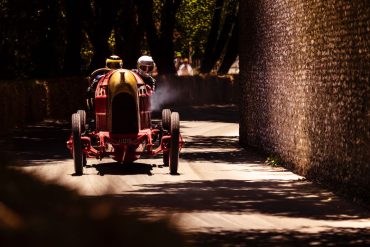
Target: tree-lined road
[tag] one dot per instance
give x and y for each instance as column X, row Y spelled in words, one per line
column 224, row 194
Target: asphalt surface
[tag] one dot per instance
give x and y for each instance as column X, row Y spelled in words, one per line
column 224, row 195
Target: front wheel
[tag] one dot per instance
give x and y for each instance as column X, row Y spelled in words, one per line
column 174, row 147
column 77, row 149
column 166, row 119
column 82, row 114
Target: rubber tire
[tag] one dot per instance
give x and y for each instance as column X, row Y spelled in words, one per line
column 77, row 149
column 166, row 159
column 166, row 119
column 175, row 139
column 82, row 114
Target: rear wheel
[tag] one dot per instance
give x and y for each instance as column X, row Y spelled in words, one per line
column 166, row 119
column 82, row 114
column 77, row 149
column 174, row 148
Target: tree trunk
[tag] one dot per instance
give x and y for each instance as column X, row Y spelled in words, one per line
column 206, row 65
column 72, row 56
column 99, row 27
column 161, row 46
column 231, row 51
column 225, row 34
column 129, row 33
column 44, row 52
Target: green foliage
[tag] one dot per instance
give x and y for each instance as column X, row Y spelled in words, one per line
column 193, row 24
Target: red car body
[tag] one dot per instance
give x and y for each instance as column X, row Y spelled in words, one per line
column 124, row 129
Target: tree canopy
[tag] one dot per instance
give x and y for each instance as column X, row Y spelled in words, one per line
column 44, row 38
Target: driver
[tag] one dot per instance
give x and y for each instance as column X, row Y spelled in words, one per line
column 113, row 62
column 145, row 67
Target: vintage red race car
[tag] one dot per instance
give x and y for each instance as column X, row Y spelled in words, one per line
column 123, row 128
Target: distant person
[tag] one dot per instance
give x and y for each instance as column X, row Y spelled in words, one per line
column 145, row 68
column 185, row 69
column 177, row 61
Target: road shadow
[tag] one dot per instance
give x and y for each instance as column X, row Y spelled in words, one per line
column 114, row 168
column 295, row 199
column 211, row 149
column 214, row 113
column 330, row 237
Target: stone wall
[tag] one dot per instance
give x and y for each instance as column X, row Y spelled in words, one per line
column 305, row 68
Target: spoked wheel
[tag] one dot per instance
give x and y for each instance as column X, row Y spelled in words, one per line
column 77, row 149
column 166, row 119
column 166, row 159
column 82, row 114
column 174, row 148
column 166, row 125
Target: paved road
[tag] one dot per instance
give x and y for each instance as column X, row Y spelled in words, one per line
column 224, row 194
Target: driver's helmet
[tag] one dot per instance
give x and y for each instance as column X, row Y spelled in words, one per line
column 114, row 62
column 145, row 65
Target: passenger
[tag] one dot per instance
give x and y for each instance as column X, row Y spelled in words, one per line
column 111, row 63
column 177, row 61
column 185, row 69
column 145, row 68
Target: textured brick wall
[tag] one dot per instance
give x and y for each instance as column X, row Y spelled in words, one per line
column 305, row 84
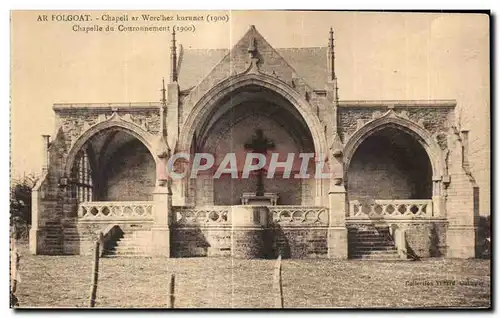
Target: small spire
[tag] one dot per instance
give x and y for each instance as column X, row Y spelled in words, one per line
column 331, row 57
column 163, row 93
column 173, row 60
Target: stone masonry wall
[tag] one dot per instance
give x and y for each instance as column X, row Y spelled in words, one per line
column 130, row 174
column 216, row 241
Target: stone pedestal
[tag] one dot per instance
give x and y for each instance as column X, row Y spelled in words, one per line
column 337, row 231
column 247, row 231
column 162, row 210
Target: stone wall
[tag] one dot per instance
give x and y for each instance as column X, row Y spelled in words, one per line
column 130, row 174
column 389, row 167
column 85, row 234
column 290, row 242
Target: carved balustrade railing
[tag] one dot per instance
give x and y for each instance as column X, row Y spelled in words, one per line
column 399, row 209
column 296, row 215
column 199, row 215
column 116, row 210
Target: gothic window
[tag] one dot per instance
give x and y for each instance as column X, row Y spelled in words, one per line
column 82, row 178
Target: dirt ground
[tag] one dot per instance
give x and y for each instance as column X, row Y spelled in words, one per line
column 64, row 281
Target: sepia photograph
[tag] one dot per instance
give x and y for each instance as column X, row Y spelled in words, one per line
column 250, row 159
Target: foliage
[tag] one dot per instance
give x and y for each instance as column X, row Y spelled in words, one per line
column 20, row 204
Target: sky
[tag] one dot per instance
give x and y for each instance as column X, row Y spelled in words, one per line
column 378, row 56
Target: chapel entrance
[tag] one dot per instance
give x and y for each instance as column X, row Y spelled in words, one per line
column 254, row 119
column 390, row 164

> **THE TASK**
Omit every picture, and otherwise quote the entries exactly.

> **TASK ANSWER**
Target: tree-lined road
[tag] one dot per instance
give x and y for each instance as column X, row Y spelled in words, one per line
column 224, row 194
Target: asphalt surface
[tag] one dot per instance
give x and y for each instance as column X, row Y spelled in words, one per line
column 224, row 195
Target: front wheel
[tag] one dot per instance
give x and y for each instance as column X, row Y spelled in words, one per line
column 174, row 147
column 77, row 149
column 166, row 119
column 82, row 114
Target: rubber tire
[tag] one dot per instance
give x and y for each instance as column X, row Y spelled in words, one per line
column 77, row 149
column 166, row 159
column 166, row 119
column 175, row 139
column 82, row 114
Target: rear wheel
[tag] one dot per instance
give x and y for each instance as column X, row Y spelled in words, one per line
column 166, row 119
column 82, row 114
column 77, row 149
column 174, row 148
Target: tree trunk
[tag] one dot per instance
give x and y for each instance as column X, row Y spelled in words, one per line
column 206, row 65
column 72, row 56
column 99, row 27
column 161, row 46
column 231, row 51
column 225, row 34
column 129, row 33
column 44, row 52
Target: green foliage
[tag] one dot per instance
give x and y for each instance as column X, row Y spelled in words, one per line
column 193, row 24
Target: red car body
[tag] one dot per instance
give x and y for each instance as column X, row Y spelled in words, one per line
column 124, row 129
Target: tree canopy
[tag] one dot per instance
give x and y for each instance as column X, row Y spelled in words, one per line
column 44, row 38
Target: driver
[tag] one dot per instance
give x and y for each instance as column X, row Y spelled in words, one per line
column 113, row 62
column 145, row 67
Target: vintage red race car
[tag] one dot per instance
give x and y for each instance as column X, row Y spelled in words, one per line
column 123, row 128
Target: distant person
[tag] one dot per instance
give x and y for each instance as column X, row Y spelled in words, one per line
column 145, row 68
column 185, row 69
column 177, row 61
Target: road shadow
[tag] one dot per instance
give x and y for each instance as column X, row Y spelled in words, one per line
column 114, row 168
column 295, row 199
column 211, row 149
column 214, row 113
column 330, row 237
Target: stone wall
[tag] one dot per instance
give x and y for each instance as column X, row Y spelled in words, one per line
column 305, row 68
Target: spoked wheel
[tag] one dot per instance
give x and y for each instance as column X, row Y spelled in words, one per line
column 77, row 149
column 166, row 119
column 166, row 159
column 82, row 114
column 174, row 148
column 166, row 125
Target: paved road
[tag] one dot per instance
give x and y for each instance as column X, row Y spelled in words, one per line
column 224, row 194
Target: driver's helmet
[tag] one dot per instance
give x and y for each instance as column X, row Y spelled in words, one per line
column 114, row 62
column 145, row 65
Target: passenger
[tag] one dot per instance
give x and y for each instance as column X, row Y spelled in words, one per line
column 111, row 63
column 177, row 61
column 185, row 69
column 145, row 68
Target: textured brick wall
[tag] one dot per instance
give x and y for each instance as column X, row Y spelled in words, one per line
column 305, row 84
Target: small spire
[tag] one dot per instance
give x and y for each instance as column X, row Y spelled in words, one per line
column 331, row 57
column 163, row 93
column 173, row 60
Target: stone masonry wall
[tag] one dot per instance
give x and y for each instance as column X, row Y spelled in words, one per line
column 130, row 174
column 216, row 241
Target: stone pedestal
[tag] one dot per instance
give x and y for each instance as column X, row Y spelled in words, one per line
column 337, row 231
column 247, row 231
column 162, row 210
Target: stone wall
[tag] one dot per instance
give x and y for each instance as column X, row Y spelled in words, one per line
column 130, row 174
column 389, row 167
column 85, row 234
column 290, row 242
Target: carved balustrade railing
[tag] one dot per instance
give x and y for each instance as column X, row Y spelled in words, one per line
column 399, row 209
column 296, row 215
column 199, row 215
column 116, row 210
Target: gothic window
[tag] one dot per instance
give x and y for each instance as column X, row Y spelled in words, one per line
column 82, row 178
Target: dirt ground
[tag] one dot per instance
give x and y for each instance as column X, row Y spelled in words, one per line
column 64, row 281
Target: sepia photograph
[tag] one dot per instance
give x and y for each instance as column X, row Y spelled in words, one per line
column 250, row 159
Target: foliage
[tag] one dot per instance
give x and y for each instance as column X, row Y spelled in words, one per line
column 20, row 204
Target: sky
[tag] one dot per instance
give x and y for each instance as column X, row Y spelled in words, one per line
column 378, row 56
Target: chapel entrance
[tag] one dot per instance
give x and y for each instance as column X, row Y spelled in words, one per line
column 254, row 119
column 390, row 164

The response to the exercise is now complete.